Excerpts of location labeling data
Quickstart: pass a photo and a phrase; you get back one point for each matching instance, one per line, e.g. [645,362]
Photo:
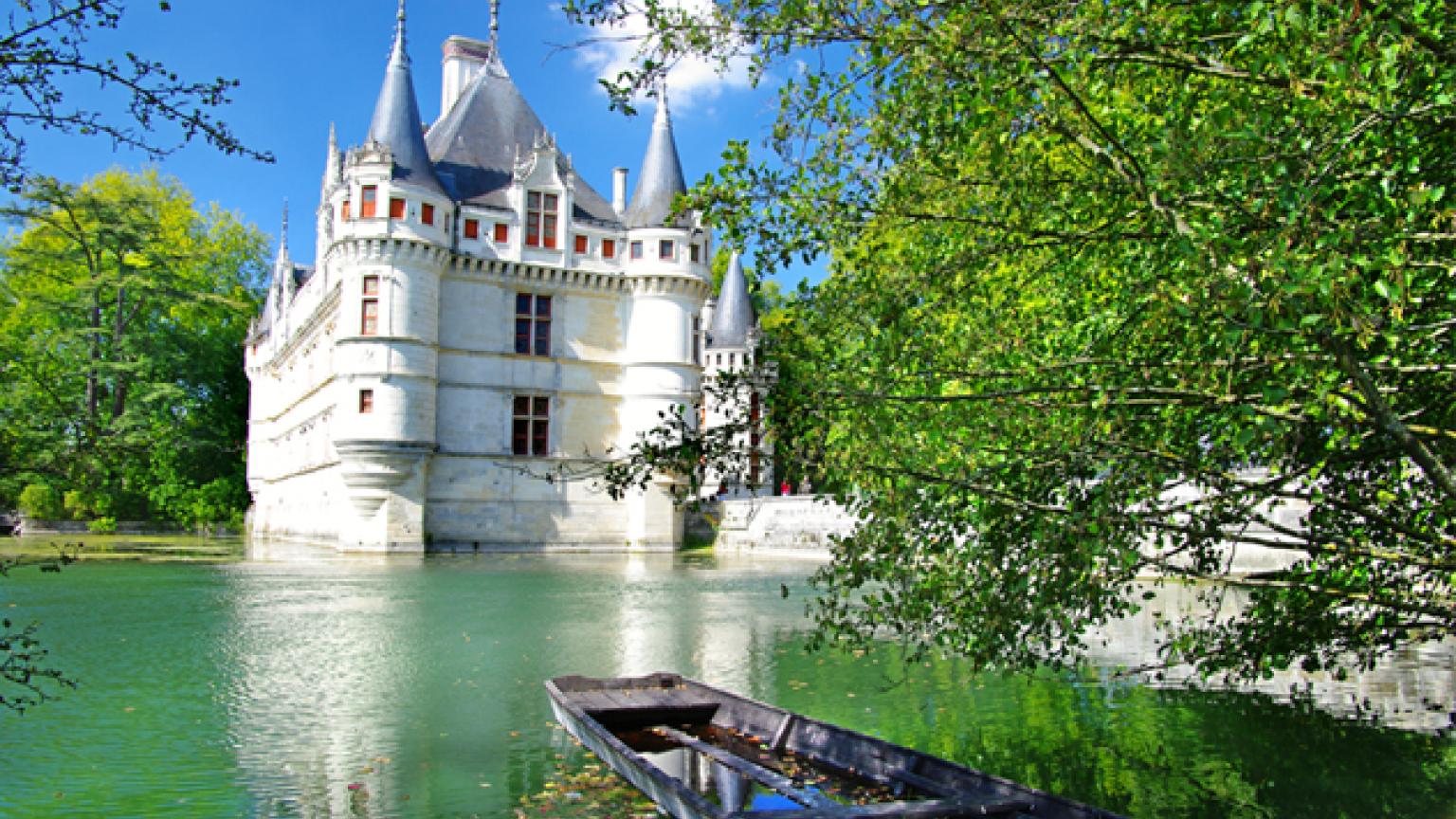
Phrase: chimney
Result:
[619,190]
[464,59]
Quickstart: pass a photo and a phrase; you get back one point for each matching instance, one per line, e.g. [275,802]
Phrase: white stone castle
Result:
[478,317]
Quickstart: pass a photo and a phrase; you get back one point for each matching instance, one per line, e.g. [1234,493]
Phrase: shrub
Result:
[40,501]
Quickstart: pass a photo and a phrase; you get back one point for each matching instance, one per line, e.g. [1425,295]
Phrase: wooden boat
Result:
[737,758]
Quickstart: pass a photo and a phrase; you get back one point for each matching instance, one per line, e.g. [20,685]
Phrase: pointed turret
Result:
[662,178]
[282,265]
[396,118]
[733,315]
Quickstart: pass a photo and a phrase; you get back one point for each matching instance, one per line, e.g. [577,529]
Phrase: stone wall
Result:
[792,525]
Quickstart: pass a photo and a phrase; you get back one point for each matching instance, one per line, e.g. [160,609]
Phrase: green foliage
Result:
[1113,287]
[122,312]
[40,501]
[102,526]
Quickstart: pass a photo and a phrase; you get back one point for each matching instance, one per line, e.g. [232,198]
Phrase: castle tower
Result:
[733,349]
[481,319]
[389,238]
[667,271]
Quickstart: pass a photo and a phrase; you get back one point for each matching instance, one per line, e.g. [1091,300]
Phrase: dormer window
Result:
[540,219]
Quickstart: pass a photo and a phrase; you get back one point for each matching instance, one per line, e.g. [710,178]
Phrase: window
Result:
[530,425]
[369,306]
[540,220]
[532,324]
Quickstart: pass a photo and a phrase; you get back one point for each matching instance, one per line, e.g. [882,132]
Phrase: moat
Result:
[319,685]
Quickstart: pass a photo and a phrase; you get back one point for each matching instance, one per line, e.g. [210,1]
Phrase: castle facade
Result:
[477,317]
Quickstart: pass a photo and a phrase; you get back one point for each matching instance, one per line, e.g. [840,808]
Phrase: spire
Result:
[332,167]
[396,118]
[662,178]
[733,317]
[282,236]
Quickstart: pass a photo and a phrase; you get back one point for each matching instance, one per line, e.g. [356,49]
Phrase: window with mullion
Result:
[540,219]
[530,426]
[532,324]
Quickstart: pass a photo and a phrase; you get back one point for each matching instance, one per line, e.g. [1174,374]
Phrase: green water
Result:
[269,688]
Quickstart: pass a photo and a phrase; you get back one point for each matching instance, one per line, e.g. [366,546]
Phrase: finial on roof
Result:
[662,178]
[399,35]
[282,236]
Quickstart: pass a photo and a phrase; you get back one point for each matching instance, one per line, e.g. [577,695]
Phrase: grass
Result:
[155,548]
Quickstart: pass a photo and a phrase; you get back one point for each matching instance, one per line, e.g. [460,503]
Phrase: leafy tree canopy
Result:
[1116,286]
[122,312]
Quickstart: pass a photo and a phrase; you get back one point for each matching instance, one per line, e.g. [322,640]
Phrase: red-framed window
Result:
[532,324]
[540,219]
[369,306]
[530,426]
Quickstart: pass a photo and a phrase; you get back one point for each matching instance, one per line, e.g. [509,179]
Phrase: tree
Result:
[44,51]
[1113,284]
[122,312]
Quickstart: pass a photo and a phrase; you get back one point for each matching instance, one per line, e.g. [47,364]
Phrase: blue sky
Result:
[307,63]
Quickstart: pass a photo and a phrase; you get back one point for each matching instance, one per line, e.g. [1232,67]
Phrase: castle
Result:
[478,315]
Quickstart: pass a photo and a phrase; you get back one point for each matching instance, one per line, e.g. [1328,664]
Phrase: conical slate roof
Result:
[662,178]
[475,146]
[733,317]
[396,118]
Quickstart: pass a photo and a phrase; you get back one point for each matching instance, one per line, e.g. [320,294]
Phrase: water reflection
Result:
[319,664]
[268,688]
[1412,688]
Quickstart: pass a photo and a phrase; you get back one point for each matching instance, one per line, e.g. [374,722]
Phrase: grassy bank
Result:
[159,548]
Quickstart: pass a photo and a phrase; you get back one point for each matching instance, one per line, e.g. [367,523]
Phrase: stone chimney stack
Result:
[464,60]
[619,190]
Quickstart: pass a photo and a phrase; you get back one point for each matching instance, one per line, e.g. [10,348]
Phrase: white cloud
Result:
* * *
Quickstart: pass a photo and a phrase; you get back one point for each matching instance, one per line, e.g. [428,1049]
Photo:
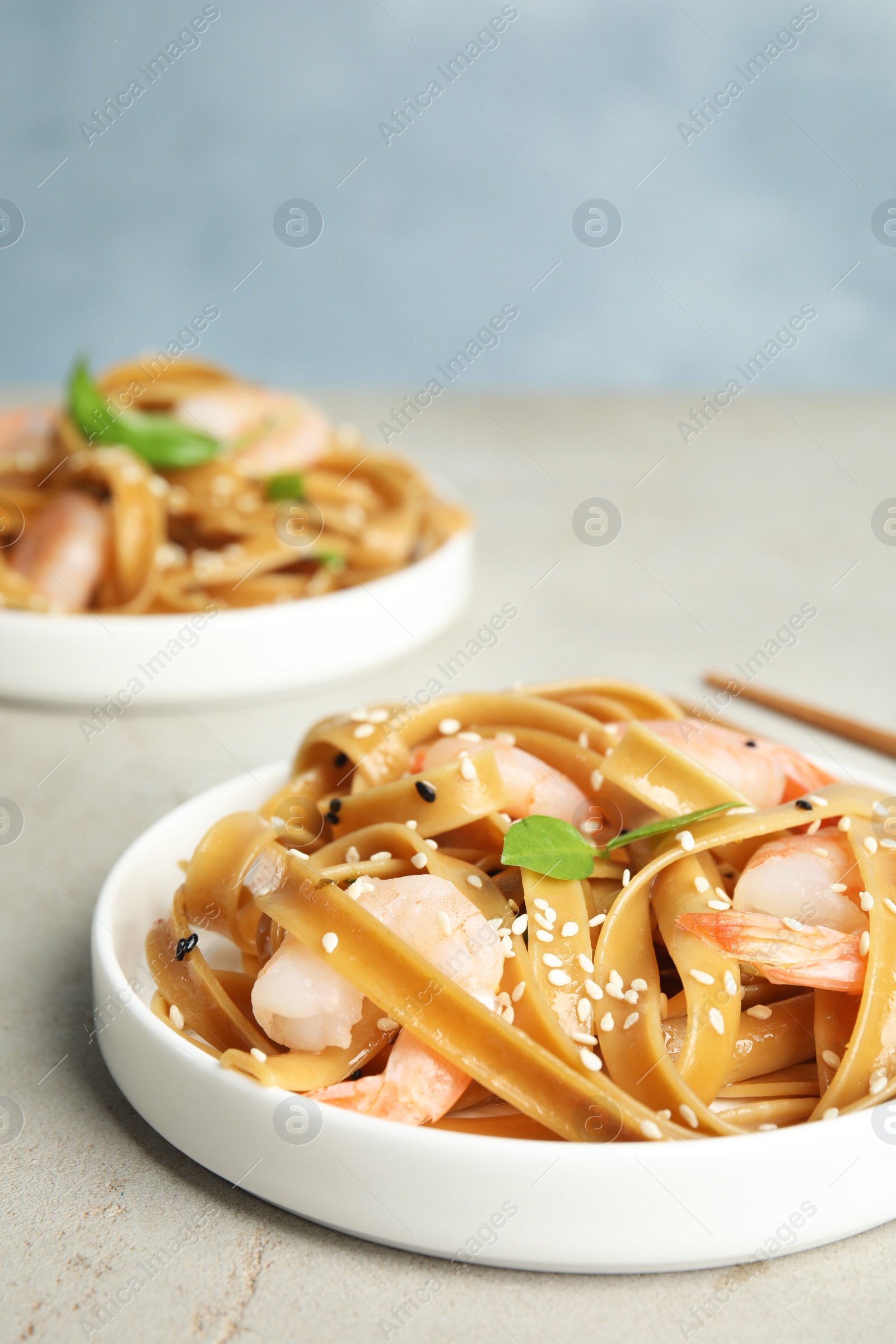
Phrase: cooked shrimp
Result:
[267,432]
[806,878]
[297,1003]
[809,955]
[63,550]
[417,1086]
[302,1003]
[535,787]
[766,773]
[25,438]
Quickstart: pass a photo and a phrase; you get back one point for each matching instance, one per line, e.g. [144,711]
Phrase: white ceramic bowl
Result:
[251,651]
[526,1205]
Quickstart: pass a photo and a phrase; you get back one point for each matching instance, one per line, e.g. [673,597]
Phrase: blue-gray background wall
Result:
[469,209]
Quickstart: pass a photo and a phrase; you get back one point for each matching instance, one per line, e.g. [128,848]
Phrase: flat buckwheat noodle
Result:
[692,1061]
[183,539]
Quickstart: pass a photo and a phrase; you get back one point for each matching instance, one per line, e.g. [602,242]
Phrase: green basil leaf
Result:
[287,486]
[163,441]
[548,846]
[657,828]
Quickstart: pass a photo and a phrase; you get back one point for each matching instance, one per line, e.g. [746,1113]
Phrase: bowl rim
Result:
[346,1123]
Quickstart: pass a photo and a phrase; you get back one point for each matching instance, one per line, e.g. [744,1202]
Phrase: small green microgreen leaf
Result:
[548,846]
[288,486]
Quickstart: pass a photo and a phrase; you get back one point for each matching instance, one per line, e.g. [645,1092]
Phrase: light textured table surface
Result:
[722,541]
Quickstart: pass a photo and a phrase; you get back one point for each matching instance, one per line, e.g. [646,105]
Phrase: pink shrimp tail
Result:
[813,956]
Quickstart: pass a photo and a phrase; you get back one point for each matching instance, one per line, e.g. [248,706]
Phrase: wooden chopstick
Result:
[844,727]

Work to complete -
Count the lines in the rows above that contain the string "castle", with case counting. Give only the number.

Response -
4